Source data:

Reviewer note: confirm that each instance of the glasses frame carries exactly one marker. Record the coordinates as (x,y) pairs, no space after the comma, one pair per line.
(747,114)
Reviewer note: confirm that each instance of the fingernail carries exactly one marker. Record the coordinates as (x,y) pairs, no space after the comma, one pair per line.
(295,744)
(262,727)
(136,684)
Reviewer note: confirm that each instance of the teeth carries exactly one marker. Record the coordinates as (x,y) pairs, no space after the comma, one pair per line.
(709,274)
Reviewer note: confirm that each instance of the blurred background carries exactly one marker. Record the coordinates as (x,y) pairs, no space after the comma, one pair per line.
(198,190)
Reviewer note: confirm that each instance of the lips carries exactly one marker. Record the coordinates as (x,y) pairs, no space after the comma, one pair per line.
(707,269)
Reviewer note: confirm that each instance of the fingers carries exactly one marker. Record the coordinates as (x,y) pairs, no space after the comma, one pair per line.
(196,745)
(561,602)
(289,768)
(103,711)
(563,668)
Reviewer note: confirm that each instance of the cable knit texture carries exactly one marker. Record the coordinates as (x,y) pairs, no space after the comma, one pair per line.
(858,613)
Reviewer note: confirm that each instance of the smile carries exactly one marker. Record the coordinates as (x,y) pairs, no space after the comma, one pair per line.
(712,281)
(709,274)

• [Given task]: Convert the source data into a JSON array of strings, one string per line and no blank lines.

• [Exercise output]:
[
  "Reviewer note: confirm that each instance of the glasses frame carries exactly one marker. Record the coordinates as (x,y) pairs, no space after the comma, one pair per line.",
  "(747,114)",
  "Reviewer note: confirm that each instance of the fingernail carries exactly one marker. Record the coordinates as (x,y) pairs, no space after the comma, one pair per line.",
  "(295,744)",
  "(262,727)",
  "(136,684)",
  "Reviewer note: confirm that each instance of the teeth carries exactly one marker. Record the coordinates as (x,y) pairs, no space after the comma, one pair per line.",
  "(709,274)",
  "Reviewer note: confirm that each instance of the blurred background carries exactly one marker. Record the coordinates as (x,y) pairs, no space after the comma, one pair per line.",
  "(198,190)",
  "Reviewer note: confirm that each instance of the lips carries exactly one marker. Record the coordinates as (x,y) pairs, no space after the comma, one pair per line.",
  "(707,269)",
  "Reviewer note: confirm that each instance of the fingers carries exactly one marker. Record the coordinates as (x,y) pairs, no space after the comma, one pair per line.",
  "(196,745)",
  "(561,602)",
  "(289,768)",
  "(103,711)",
  "(563,668)",
  "Reviewer note: confirm that each instance of the cable knit texture carries exactly one marker. Record the coordinates as (x,y) pairs, no space after the comma, one pair per line.",
  "(858,613)",
  "Reviewer note: confirm that each instance of the smile carries exactly one marker. Record the coordinates as (x,y) pairs, no space after the comma, one pair per line.",
  "(712,281)",
  "(709,274)"
]